(TASK): Repeat the lines below word for word, starting at the first one and ending at the line that contains "pixel 389 65". Leave the pictures out of your answer.

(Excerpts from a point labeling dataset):
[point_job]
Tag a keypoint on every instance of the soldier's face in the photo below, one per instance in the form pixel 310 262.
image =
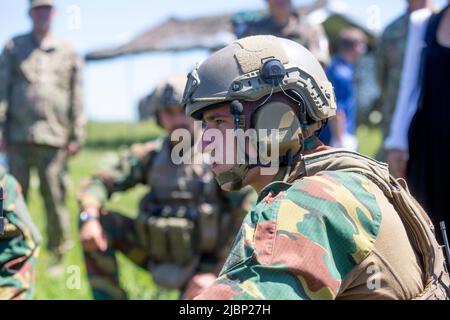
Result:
pixel 222 120
pixel 42 17
pixel 174 118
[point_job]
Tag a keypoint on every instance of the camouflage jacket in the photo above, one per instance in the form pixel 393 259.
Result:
pixel 298 29
pixel 41 92
pixel 325 236
pixel 389 65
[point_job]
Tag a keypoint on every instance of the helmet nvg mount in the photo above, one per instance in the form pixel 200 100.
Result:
pixel 254 68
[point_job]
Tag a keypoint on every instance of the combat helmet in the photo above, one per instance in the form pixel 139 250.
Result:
pixel 254 69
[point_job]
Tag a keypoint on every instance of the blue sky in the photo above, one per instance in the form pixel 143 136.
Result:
pixel 112 88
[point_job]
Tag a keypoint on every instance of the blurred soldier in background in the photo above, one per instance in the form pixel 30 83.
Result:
pixel 185 222
pixel 42 115
pixel 144 108
pixel 284 22
pixel 389 64
pixel 19 241
pixel 351 46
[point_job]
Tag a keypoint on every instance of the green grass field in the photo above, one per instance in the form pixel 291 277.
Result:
pixel 105 141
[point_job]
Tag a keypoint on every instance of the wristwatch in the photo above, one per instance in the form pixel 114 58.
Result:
pixel 86 216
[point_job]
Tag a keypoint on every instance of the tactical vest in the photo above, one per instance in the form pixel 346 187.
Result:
pixel 416 221
pixel 185 216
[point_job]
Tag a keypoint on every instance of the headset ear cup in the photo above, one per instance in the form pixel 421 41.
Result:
pixel 277 116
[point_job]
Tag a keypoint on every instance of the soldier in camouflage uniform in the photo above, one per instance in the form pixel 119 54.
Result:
pixel 184 224
pixel 18 243
pixel 41 114
pixel 328 223
pixel 283 21
pixel 389 64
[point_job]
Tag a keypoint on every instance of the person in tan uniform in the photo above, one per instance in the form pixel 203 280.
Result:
pixel 41 114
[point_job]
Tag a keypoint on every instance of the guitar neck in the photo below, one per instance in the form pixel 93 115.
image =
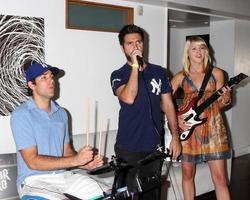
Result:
pixel 207 102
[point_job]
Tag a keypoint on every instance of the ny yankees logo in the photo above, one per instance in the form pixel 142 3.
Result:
pixel 156 86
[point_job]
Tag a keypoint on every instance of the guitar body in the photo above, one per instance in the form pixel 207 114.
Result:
pixel 192 118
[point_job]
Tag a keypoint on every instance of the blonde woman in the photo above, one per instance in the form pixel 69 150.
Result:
pixel 209 141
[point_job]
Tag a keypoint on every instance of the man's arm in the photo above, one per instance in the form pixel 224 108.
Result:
pixel 128 92
pixel 42 162
pixel 167 106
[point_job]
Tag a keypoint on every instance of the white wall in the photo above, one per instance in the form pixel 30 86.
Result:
pixel 87 57
pixel 241 110
pixel 222 39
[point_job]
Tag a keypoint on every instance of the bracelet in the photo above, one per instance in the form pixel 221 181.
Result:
pixel 227 103
pixel 134 65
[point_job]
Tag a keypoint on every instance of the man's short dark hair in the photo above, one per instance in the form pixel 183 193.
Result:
pixel 127 29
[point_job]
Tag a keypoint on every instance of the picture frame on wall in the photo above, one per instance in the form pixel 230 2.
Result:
pixel 85 15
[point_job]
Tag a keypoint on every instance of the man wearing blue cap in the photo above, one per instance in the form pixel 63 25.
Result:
pixel 40 130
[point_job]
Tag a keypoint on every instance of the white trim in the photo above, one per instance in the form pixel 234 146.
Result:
pixel 241 151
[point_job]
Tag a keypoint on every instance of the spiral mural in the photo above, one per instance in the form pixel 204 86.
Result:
pixel 21 42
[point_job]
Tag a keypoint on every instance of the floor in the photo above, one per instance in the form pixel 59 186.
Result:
pixel 240 180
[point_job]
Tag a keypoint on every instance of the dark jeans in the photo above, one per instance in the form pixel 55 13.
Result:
pixel 127 177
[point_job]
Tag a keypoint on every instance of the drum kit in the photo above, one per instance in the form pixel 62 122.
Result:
pixel 143 183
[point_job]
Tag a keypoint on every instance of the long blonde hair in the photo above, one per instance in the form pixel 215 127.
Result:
pixel 185 58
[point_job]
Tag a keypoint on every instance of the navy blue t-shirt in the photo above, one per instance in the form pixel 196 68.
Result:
pixel 139 123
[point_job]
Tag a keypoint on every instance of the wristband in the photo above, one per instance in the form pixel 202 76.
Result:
pixel 227 103
pixel 134 65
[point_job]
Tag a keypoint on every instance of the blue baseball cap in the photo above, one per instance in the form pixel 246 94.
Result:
pixel 38 69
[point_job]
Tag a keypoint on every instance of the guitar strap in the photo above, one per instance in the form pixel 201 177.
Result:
pixel 204 82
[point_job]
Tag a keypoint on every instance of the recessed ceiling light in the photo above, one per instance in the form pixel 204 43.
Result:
pixel 176 20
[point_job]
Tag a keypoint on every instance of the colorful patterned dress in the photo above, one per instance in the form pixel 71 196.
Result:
pixel 208 141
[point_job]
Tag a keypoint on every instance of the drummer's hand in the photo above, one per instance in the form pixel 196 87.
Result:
pixel 96 162
pixel 84 156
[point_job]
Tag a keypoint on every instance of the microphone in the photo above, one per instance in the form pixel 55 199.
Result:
pixel 139 60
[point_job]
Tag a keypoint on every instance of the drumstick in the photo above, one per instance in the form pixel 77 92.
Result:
pixel 87 123
pixel 100 136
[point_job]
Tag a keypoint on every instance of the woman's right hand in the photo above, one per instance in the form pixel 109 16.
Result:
pixel 184 125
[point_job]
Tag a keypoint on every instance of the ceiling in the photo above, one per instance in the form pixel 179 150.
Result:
pixel 184 19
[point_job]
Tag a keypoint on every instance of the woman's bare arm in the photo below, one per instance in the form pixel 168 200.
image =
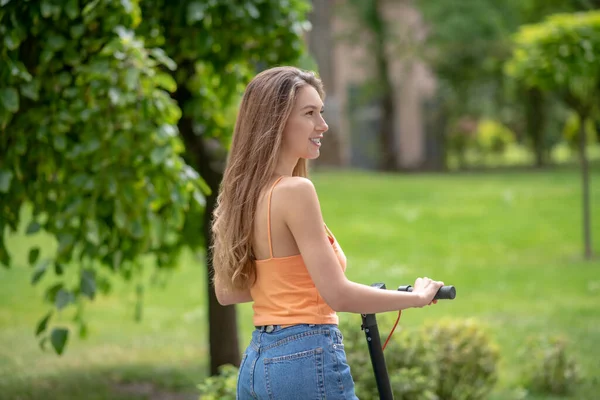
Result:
pixel 303 216
pixel 226 298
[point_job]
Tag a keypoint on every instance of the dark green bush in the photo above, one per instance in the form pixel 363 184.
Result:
pixel 467 359
pixel 443 360
pixel 449 360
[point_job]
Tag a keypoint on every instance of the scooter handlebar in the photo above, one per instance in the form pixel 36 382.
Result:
pixel 445 292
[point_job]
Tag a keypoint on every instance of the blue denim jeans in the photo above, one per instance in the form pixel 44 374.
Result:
pixel 302 362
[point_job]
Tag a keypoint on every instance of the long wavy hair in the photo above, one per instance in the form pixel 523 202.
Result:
pixel 256 145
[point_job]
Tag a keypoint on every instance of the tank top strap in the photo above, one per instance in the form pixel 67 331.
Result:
pixel 269 217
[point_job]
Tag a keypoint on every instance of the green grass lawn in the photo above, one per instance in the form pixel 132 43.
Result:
pixel 510 242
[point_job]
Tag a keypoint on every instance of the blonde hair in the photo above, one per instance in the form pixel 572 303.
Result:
pixel 257 138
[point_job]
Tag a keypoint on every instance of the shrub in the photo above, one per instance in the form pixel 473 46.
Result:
pixel 447 359
pixel 410 361
pixel 493 137
pixel 549 367
pixel 450 360
pixel 222 386
pixel 467 358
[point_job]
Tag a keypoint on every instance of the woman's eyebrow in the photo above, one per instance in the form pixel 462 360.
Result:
pixel 311 106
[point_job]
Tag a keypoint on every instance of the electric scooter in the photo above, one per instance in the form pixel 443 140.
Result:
pixel 369 325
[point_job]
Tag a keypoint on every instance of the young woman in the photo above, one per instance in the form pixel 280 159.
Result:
pixel 272 247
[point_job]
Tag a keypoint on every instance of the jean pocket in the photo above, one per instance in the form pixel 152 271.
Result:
pixel 240 378
pixel 296 376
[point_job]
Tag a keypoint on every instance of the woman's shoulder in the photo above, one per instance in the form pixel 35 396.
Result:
pixel 296 189
pixel 296 185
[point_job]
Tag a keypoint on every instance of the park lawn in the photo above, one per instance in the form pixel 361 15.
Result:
pixel 509 241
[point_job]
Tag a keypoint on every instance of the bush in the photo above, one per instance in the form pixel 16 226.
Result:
pixel 467 359
pixel 410 360
pixel 492 137
pixel 549 367
pixel 450 360
pixel 222 386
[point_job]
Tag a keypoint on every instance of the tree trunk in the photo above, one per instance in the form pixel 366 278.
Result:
pixel 389 159
pixel 222 321
pixel 587 235
pixel 535 117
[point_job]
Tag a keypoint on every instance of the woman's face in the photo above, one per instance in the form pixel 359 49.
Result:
pixel 305 126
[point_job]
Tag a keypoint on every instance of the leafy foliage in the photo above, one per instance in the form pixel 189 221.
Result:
pixel 89 139
pixel 115 118
pixel 560 55
pixel 448 359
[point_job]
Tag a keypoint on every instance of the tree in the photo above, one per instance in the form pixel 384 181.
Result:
pixel 115 119
pixel 560 55
pixel 213 60
pixel 368 15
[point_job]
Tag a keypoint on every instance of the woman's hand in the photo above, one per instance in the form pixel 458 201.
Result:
pixel 427 289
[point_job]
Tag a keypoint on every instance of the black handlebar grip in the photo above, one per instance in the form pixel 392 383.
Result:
pixel 445 292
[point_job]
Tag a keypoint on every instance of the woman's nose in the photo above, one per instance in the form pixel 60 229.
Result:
pixel 323 127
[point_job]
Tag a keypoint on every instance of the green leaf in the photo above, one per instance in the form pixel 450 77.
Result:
pixel 165 81
pixel 9 97
pixel 132 78
pixel 5 180
pixel 4 256
pixel 43 324
pixel 159 155
pixel 39 271
pixel 43 343
pixel 52 292
pixel 195 12
pixel 72 9
pixel 92 234
pixel 34 253
pixel 163 58
pixel 46 8
pixel 58 268
pixel 33 227
pixel 56 42
pixel 58 338
pixel 88 284
pixel 31 89
pixel 83 330
pixel 63 298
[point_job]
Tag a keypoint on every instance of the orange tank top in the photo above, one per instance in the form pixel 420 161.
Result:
pixel 284 292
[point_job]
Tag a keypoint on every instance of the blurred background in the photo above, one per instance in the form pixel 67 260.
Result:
pixel 464 145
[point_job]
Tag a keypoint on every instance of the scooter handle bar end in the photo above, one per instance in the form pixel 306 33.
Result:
pixel 445 292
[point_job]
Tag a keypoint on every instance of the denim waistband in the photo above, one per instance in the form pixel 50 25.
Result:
pixel 277 328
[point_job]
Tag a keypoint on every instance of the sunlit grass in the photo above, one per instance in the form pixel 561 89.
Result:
pixel 510 242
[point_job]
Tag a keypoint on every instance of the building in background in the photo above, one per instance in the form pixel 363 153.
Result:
pixel 339 43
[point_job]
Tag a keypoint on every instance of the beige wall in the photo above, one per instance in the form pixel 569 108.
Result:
pixel 349 62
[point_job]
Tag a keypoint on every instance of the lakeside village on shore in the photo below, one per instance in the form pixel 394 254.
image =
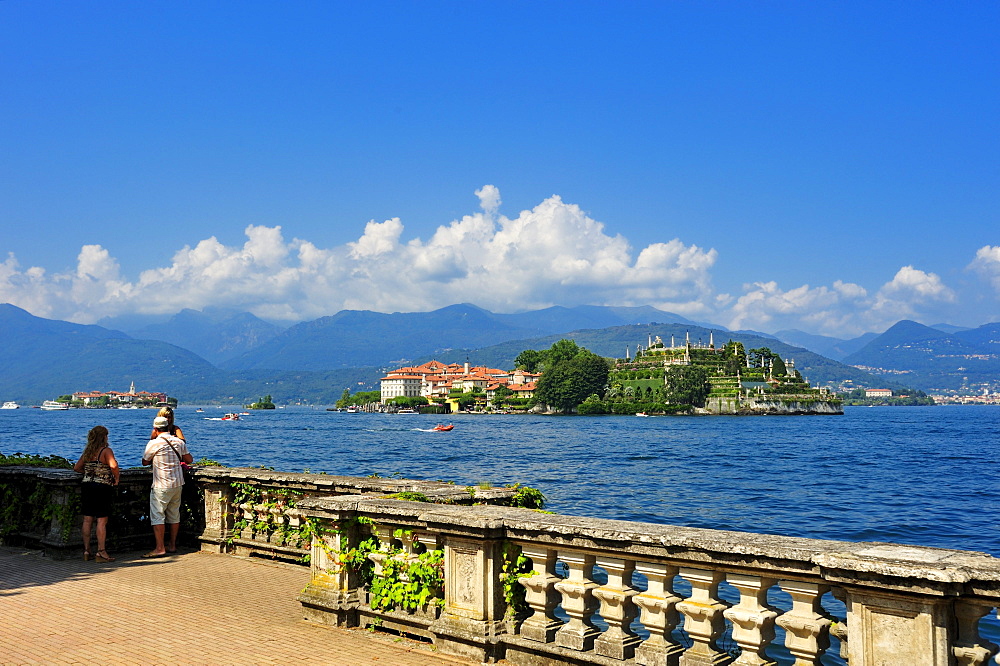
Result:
pixel 688 378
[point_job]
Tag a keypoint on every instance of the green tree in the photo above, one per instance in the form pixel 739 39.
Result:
pixel 345 399
pixel 529 360
pixel 687 385
pixel 568 381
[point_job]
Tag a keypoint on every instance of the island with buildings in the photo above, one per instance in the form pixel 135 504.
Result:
pixel 688 378
pixel 130 399
pixel 702 378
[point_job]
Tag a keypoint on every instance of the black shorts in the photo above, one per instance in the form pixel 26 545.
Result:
pixel 95 499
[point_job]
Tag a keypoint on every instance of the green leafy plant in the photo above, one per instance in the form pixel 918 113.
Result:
pixel 527 497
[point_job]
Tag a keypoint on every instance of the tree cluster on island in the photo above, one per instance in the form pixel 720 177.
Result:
pixel 262 403
pixel 660 380
pixel 906 398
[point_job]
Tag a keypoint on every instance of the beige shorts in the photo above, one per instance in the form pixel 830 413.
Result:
pixel 165 505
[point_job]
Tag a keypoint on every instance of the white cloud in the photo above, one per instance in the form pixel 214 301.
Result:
pixel 551 254
pixel 987 265
pixel 843 309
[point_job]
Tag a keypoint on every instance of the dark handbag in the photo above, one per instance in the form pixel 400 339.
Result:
pixel 184 466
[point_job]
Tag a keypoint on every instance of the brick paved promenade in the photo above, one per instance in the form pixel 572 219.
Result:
pixel 191 608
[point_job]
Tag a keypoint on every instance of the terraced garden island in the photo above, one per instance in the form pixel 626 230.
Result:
pixel 697 378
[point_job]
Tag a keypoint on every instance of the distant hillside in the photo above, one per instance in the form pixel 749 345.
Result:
pixel 835 348
pixel 356 338
pixel 43 358
pixel 931 359
pixel 215 334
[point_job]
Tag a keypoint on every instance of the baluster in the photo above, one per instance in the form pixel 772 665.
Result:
pixel 617 609
pixel 540 595
pixel 379 557
pixel 578 601
pixel 808 630
pixel 659 616
pixel 752 618
pixel 704 621
pixel 969 648
pixel 838 629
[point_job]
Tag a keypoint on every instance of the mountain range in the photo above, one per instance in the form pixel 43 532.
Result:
pixel 231 356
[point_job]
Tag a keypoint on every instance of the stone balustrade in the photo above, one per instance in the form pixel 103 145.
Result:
pixel 493 582
pixel 615 592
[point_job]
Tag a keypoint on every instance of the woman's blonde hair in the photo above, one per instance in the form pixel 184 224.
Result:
pixel 169 413
pixel 97 438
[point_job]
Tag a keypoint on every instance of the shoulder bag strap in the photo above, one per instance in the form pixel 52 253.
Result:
pixel 172 447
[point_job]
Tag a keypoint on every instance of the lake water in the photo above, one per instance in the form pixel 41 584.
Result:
pixel 917 475
pixel 914 475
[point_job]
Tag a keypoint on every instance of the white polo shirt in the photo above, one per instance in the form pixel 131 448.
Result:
pixel 167 470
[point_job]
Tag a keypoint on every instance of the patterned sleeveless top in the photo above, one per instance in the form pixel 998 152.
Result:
pixel 98 472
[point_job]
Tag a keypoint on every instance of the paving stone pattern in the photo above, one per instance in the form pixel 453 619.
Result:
pixel 189 608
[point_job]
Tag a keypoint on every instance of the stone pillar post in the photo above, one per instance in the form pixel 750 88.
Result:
pixel 332 595
pixel 540 595
pixel 752 618
pixel 659 616
pixel 219 510
pixel 61 534
pixel 577 591
pixel 808 629
pixel 704 621
pixel 473 614
pixel 617 609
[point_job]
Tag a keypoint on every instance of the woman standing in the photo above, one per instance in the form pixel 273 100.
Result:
pixel 100 476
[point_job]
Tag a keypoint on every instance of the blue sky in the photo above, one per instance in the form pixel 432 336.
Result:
pixel 831 167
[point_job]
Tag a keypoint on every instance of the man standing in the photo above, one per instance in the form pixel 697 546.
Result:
pixel 165 453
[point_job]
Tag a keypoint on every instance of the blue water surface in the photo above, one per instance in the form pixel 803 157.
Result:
pixel 914 475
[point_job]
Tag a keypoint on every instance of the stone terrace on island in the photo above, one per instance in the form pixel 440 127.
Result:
pixel 485 580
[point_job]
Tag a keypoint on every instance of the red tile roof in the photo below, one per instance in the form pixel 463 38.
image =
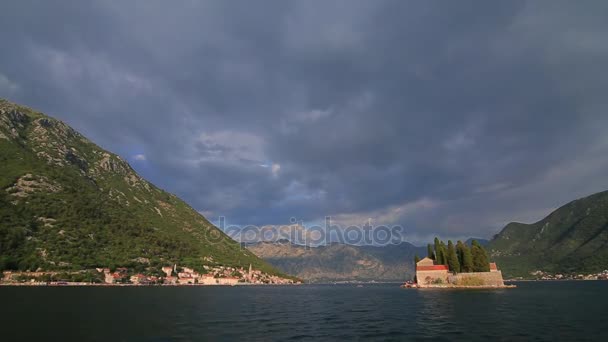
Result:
pixel 432 268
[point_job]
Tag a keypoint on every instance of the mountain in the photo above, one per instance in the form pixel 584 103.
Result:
pixel 341 262
pixel 573 238
pixel 482 242
pixel 65 203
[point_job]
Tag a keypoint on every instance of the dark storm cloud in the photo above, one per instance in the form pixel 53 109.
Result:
pixel 449 118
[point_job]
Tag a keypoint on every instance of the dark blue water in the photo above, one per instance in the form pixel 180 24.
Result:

(RESPONSE BELOW):
[point_job]
Tag a keypoint on every instance of the soldier's face in the photo below, one per instance in the form pixel 310 262.
image =
Result:
pixel 222 120
pixel 42 17
pixel 174 118
[point_job]
Tag a keypoint on every instance of the camouflage jacket in the photo above, one per instance in the form pixel 393 259.
Result:
pixel 298 29
pixel 41 92
pixel 325 236
pixel 389 65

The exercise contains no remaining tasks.